§ Exercise aim
Look through the records, and whenever a line includes the word "below", copy it.
%%
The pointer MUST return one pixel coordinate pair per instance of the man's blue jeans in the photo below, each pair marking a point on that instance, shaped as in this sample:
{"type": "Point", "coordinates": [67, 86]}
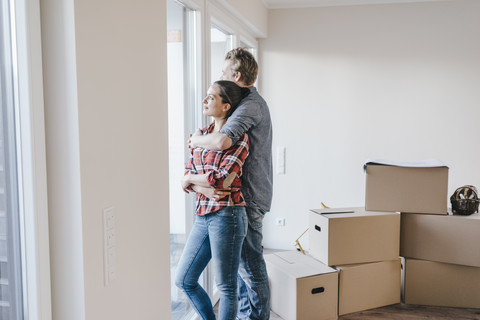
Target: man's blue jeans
{"type": "Point", "coordinates": [253, 288]}
{"type": "Point", "coordinates": [217, 236]}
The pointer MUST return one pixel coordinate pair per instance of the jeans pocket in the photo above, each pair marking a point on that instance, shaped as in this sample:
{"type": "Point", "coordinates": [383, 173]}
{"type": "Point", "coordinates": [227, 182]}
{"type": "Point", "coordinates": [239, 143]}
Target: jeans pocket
{"type": "Point", "coordinates": [255, 217]}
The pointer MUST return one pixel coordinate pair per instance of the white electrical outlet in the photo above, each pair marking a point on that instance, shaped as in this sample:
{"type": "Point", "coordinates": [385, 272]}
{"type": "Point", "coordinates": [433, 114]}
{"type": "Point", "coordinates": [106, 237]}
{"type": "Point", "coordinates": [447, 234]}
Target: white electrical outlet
{"type": "Point", "coordinates": [281, 155]}
{"type": "Point", "coordinates": [109, 246]}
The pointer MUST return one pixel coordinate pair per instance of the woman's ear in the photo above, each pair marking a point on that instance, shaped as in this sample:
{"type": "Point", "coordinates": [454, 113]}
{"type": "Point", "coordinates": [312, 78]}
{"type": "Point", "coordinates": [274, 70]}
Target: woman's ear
{"type": "Point", "coordinates": [237, 76]}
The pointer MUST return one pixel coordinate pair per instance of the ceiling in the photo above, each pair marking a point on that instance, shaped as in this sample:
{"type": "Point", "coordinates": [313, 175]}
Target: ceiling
{"type": "Point", "coordinates": [274, 4]}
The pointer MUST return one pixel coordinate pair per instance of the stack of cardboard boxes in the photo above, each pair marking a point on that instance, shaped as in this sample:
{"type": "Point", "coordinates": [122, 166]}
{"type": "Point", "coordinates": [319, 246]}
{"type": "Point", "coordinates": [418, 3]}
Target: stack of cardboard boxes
{"type": "Point", "coordinates": [361, 248]}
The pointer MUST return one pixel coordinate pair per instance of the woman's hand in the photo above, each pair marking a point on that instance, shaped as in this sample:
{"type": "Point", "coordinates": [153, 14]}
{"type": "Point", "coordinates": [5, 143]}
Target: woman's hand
{"type": "Point", "coordinates": [186, 182]}
{"type": "Point", "coordinates": [212, 193]}
{"type": "Point", "coordinates": [191, 141]}
{"type": "Point", "coordinates": [216, 194]}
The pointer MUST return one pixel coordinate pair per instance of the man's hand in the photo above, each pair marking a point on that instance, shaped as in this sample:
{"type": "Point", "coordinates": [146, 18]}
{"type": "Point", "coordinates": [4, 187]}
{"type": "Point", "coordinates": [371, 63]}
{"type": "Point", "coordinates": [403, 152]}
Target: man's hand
{"type": "Point", "coordinates": [212, 193]}
{"type": "Point", "coordinates": [191, 141]}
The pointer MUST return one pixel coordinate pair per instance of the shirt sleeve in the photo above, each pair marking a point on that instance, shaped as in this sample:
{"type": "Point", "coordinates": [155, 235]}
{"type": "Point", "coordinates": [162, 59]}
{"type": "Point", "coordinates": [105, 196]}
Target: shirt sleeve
{"type": "Point", "coordinates": [232, 161]}
{"type": "Point", "coordinates": [247, 115]}
{"type": "Point", "coordinates": [190, 167]}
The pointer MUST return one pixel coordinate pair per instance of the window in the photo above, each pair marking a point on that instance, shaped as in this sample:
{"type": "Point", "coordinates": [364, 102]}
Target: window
{"type": "Point", "coordinates": [11, 295]}
{"type": "Point", "coordinates": [24, 254]}
{"type": "Point", "coordinates": [184, 116]}
{"type": "Point", "coordinates": [221, 43]}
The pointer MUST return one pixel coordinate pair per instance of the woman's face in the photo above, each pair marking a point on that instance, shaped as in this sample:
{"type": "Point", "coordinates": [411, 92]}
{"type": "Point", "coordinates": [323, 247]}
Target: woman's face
{"type": "Point", "coordinates": [212, 104]}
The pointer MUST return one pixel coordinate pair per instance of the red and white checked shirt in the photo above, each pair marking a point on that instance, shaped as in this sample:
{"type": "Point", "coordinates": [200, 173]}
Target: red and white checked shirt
{"type": "Point", "coordinates": [218, 165]}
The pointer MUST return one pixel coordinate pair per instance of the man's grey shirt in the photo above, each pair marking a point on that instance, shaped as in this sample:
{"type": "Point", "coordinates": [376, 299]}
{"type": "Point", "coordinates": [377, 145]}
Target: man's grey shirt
{"type": "Point", "coordinates": [253, 117]}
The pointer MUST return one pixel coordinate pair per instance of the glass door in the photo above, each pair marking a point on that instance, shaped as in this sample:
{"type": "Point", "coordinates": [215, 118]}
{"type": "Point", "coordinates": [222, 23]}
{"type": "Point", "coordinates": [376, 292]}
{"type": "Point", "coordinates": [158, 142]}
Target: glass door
{"type": "Point", "coordinates": [184, 116]}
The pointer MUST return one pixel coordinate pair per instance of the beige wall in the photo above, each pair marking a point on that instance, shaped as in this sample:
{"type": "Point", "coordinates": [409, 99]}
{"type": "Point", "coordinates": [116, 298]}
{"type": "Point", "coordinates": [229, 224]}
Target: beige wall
{"type": "Point", "coordinates": [254, 14]}
{"type": "Point", "coordinates": [350, 83]}
{"type": "Point", "coordinates": [106, 116]}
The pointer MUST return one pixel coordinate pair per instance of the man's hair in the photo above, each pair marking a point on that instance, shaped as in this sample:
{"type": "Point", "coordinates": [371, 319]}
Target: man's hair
{"type": "Point", "coordinates": [244, 62]}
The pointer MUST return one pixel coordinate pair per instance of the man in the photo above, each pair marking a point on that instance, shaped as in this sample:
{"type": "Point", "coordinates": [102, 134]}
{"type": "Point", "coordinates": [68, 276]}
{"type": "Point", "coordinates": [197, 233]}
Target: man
{"type": "Point", "coordinates": [252, 116]}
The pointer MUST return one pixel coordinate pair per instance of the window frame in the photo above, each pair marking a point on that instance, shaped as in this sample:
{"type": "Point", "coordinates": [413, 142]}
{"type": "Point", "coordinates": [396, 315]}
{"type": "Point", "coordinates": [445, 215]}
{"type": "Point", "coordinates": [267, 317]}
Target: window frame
{"type": "Point", "coordinates": [31, 161]}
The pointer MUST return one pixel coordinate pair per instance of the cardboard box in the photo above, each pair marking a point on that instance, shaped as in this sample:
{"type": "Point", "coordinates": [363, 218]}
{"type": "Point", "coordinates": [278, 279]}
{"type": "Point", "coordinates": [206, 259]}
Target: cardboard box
{"type": "Point", "coordinates": [353, 235]}
{"type": "Point", "coordinates": [302, 287]}
{"type": "Point", "coordinates": [449, 239]}
{"type": "Point", "coordinates": [441, 284]}
{"type": "Point", "coordinates": [369, 285]}
{"type": "Point", "coordinates": [419, 187]}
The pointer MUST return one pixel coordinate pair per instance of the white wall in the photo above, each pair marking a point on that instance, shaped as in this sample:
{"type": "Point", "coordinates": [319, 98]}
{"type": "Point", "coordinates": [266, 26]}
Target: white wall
{"type": "Point", "coordinates": [106, 118]}
{"type": "Point", "coordinates": [345, 84]}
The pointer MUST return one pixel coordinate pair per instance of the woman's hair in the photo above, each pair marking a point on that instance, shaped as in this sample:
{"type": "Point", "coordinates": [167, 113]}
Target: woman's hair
{"type": "Point", "coordinates": [244, 62]}
{"type": "Point", "coordinates": [231, 93]}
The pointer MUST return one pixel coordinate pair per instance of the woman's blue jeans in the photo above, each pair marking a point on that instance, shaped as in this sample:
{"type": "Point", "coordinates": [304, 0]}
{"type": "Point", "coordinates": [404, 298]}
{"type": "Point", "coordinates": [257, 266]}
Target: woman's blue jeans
{"type": "Point", "coordinates": [217, 236]}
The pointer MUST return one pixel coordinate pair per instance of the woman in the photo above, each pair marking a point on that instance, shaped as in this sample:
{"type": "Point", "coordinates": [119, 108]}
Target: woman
{"type": "Point", "coordinates": [220, 224]}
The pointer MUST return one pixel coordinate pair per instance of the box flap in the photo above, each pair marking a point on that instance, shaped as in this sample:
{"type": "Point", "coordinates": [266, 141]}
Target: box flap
{"type": "Point", "coordinates": [332, 213]}
{"type": "Point", "coordinates": [297, 264]}
{"type": "Point", "coordinates": [432, 163]}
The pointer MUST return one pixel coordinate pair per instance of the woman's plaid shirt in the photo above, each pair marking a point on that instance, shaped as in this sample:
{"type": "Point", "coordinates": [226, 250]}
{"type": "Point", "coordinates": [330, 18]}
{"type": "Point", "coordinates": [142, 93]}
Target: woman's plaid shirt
{"type": "Point", "coordinates": [217, 165]}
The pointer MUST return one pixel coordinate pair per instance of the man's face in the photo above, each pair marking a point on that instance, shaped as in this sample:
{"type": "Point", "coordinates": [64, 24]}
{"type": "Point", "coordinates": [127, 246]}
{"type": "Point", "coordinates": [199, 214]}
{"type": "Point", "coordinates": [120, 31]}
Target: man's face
{"type": "Point", "coordinates": [227, 72]}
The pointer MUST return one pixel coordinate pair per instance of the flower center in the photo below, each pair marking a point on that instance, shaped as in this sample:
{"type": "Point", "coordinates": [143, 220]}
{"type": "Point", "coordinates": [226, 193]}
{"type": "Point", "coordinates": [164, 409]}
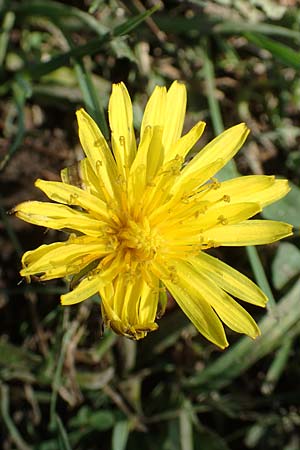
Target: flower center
{"type": "Point", "coordinates": [142, 241]}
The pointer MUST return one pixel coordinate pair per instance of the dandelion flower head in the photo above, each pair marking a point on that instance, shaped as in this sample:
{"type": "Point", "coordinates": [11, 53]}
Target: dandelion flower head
{"type": "Point", "coordinates": [143, 218]}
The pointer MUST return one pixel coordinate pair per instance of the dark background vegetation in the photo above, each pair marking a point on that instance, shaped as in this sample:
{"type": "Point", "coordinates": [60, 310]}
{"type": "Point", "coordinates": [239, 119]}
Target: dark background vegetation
{"type": "Point", "coordinates": [62, 384]}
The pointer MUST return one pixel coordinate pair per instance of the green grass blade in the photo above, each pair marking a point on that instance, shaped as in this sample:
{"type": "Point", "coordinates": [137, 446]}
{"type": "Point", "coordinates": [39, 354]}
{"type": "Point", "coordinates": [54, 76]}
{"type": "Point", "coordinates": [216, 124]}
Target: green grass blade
{"type": "Point", "coordinates": [247, 352]}
{"type": "Point", "coordinates": [21, 90]}
{"type": "Point", "coordinates": [280, 51]}
{"type": "Point", "coordinates": [120, 435]}
{"type": "Point", "coordinates": [13, 431]}
{"type": "Point", "coordinates": [278, 365]}
{"type": "Point", "coordinates": [8, 23]}
{"type": "Point", "coordinates": [93, 46]}
{"type": "Point", "coordinates": [91, 97]}
{"type": "Point", "coordinates": [230, 170]}
{"type": "Point", "coordinates": [63, 440]}
{"type": "Point", "coordinates": [58, 10]}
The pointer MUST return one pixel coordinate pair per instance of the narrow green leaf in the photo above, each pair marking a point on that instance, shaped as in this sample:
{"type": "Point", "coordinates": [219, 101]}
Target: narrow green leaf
{"type": "Point", "coordinates": [120, 435]}
{"type": "Point", "coordinates": [286, 264]}
{"type": "Point", "coordinates": [54, 10]}
{"type": "Point", "coordinates": [287, 209]}
{"type": "Point", "coordinates": [92, 47]}
{"type": "Point", "coordinates": [230, 170]}
{"type": "Point", "coordinates": [8, 22]}
{"type": "Point", "coordinates": [280, 51]}
{"type": "Point", "coordinates": [21, 91]}
{"type": "Point", "coordinates": [16, 437]}
{"type": "Point", "coordinates": [62, 435]}
{"type": "Point", "coordinates": [247, 352]}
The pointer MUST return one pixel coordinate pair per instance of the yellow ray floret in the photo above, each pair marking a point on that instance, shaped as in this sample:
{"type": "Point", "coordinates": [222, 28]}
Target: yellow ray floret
{"type": "Point", "coordinates": [140, 219]}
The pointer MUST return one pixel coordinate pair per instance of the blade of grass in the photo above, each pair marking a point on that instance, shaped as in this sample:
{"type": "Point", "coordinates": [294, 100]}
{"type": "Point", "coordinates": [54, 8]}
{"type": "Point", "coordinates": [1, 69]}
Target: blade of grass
{"type": "Point", "coordinates": [120, 435]}
{"type": "Point", "coordinates": [278, 365]}
{"type": "Point", "coordinates": [58, 374]}
{"type": "Point", "coordinates": [90, 96]}
{"type": "Point", "coordinates": [8, 22]}
{"type": "Point", "coordinates": [247, 352]}
{"type": "Point", "coordinates": [20, 89]}
{"type": "Point", "coordinates": [230, 170]}
{"type": "Point", "coordinates": [54, 10]}
{"type": "Point", "coordinates": [64, 443]}
{"type": "Point", "coordinates": [35, 71]}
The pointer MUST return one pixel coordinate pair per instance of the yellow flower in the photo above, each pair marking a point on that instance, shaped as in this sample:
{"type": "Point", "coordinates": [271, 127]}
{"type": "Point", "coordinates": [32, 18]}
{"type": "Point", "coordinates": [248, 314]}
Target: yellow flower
{"type": "Point", "coordinates": [142, 219]}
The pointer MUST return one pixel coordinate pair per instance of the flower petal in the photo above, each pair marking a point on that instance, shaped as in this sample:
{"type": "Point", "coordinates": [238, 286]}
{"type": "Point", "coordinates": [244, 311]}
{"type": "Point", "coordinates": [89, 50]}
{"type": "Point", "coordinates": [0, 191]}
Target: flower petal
{"type": "Point", "coordinates": [253, 188]}
{"type": "Point", "coordinates": [252, 232]}
{"type": "Point", "coordinates": [154, 114]}
{"type": "Point", "coordinates": [224, 147]}
{"type": "Point", "coordinates": [194, 305]}
{"type": "Point", "coordinates": [73, 196]}
{"type": "Point", "coordinates": [200, 313]}
{"type": "Point", "coordinates": [229, 311]}
{"type": "Point", "coordinates": [58, 217]}
{"type": "Point", "coordinates": [175, 113]}
{"type": "Point", "coordinates": [85, 289]}
{"type": "Point", "coordinates": [130, 308]}
{"type": "Point", "coordinates": [63, 258]}
{"type": "Point", "coordinates": [229, 279]}
{"type": "Point", "coordinates": [121, 124]}
{"type": "Point", "coordinates": [187, 142]}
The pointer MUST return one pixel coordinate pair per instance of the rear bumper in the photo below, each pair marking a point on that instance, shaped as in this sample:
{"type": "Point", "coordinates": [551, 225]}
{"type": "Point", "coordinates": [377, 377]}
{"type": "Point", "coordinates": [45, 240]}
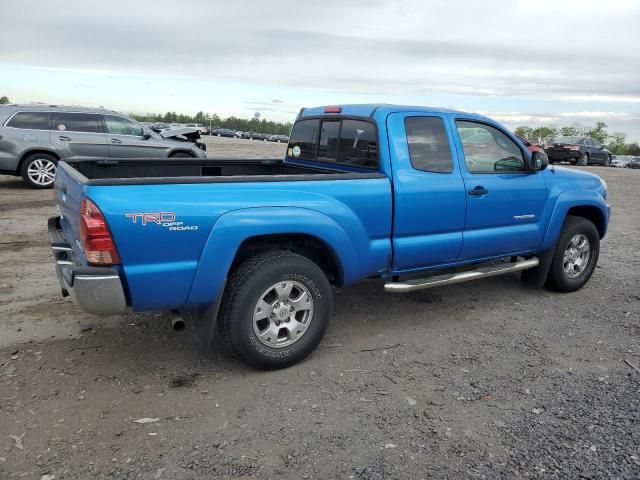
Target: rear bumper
{"type": "Point", "coordinates": [96, 290]}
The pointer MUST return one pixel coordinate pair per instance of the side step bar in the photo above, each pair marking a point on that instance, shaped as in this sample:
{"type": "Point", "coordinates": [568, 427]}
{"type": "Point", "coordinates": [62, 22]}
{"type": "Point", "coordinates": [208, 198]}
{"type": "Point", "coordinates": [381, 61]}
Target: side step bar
{"type": "Point", "coordinates": [440, 280]}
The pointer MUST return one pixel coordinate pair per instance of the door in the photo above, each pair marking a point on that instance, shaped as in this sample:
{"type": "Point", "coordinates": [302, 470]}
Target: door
{"type": "Point", "coordinates": [127, 139]}
{"type": "Point", "coordinates": [429, 193]}
{"type": "Point", "coordinates": [505, 202]}
{"type": "Point", "coordinates": [75, 135]}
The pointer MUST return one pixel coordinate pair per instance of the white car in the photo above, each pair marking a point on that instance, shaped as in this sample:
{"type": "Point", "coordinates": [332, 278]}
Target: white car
{"type": "Point", "coordinates": [201, 128]}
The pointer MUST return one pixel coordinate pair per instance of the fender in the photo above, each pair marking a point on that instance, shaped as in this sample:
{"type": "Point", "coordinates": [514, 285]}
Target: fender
{"type": "Point", "coordinates": [566, 201]}
{"type": "Point", "coordinates": [234, 227]}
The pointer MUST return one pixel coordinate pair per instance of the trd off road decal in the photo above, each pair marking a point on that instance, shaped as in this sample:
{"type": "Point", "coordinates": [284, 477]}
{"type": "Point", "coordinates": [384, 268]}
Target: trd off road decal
{"type": "Point", "coordinates": [164, 219]}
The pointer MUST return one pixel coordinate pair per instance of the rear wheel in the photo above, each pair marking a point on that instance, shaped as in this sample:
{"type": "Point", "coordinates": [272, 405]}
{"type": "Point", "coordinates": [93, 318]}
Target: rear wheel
{"type": "Point", "coordinates": [576, 255]}
{"type": "Point", "coordinates": [583, 160]}
{"type": "Point", "coordinates": [276, 309]}
{"type": "Point", "coordinates": [39, 170]}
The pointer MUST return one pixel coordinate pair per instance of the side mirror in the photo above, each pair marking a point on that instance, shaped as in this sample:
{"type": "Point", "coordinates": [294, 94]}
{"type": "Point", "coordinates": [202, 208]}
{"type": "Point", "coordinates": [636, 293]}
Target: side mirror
{"type": "Point", "coordinates": [539, 161]}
%%
§ Task response
The pointer MUST return one pixel coordinate pair per instance of the man's blue jeans in the photo below, each pair marking a point on that instance, shaped as in this sample:
The pointer MUST return one pixel coordinate pair per instance of the flower center in the photo below, each pair marking a point on that instance, shaped as in this sample:
The pointer MUST return one pixel coordinate pair per instance of the rear bumper in the photo below, each pair marking a point on that instance, shaped as in this sample:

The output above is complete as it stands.